• _Consegna_
Rispondi alle seguenti domande basandoti sull'estratto.
1. Che attività svolge Romeo secondo l'estratto?
2. Chi guidava il "Riformista" prima di Emanuele Macaluso?
3. In quale anno era stata chiusa "l'Unità"?

• _Estratto fornito_
Da una parte, si assiste a uno stupefacente gioco delle sedie nel piccolo ma ambizioso circolo Pickwick del gruppo editoriale Romeo, un immobiliarista napoletano dalle alterne vicende giudiziarie che, dopo avere tallonato il Pd, prova a sostituirlo. Romeo è un dalemiano di vecchia osservanza e permanente comportamento, che, a conferma della limpida logica della sua bussola, arruola Matteo Renzi come testimonial del “Riformista”: un quotidiano ormai decaduto, in cui solo l’irrilevanza della diffusione autorizza la spregiudicatezza dei comportamenti. Quel foglio – guidato prima da Antonio Polito e dopo da Emanuele Macaluso, fin quasi alla morte, su una linea di garantismo realmente riformista, che gli aveva assicurato un degno spessore di opinione – è passato sotto la disinvolta gerenza di Piero Sansonetti, ex ingraiano rampante del giornalismo targato Pci, che ora sta resuscitando nientepopodimeno che “l’Unità”, entro la metà di aprile nuovamente in edicola, dopo essere stata chiusa nel 2014 dallo stesso Renzi, che riappare oggi nella compagine editoriale che rilancia quel giornale. Il labirinto psicologico diventa così perfetto: ognuno fa esattamente il contrario di quello per cui è noto, rovesciando valori e immagini.

• _Dati mostrati_
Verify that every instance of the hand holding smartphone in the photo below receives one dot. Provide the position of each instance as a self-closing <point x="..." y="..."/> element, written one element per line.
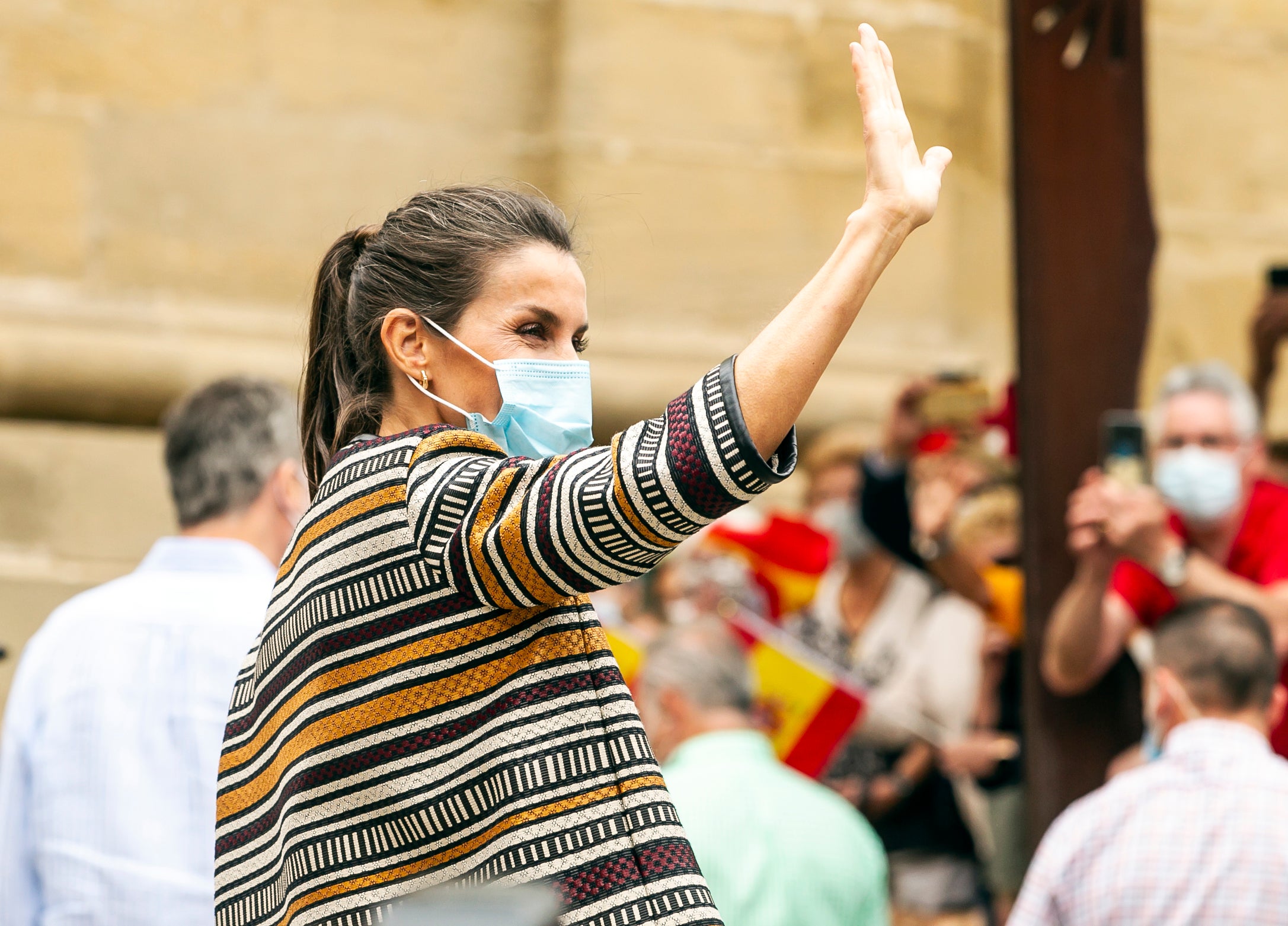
<point x="1122" y="449"/>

• _Risposta scritta_
1. È un immobiliarista napoletano.
2. Antonio Polito.
3. Nel 2014.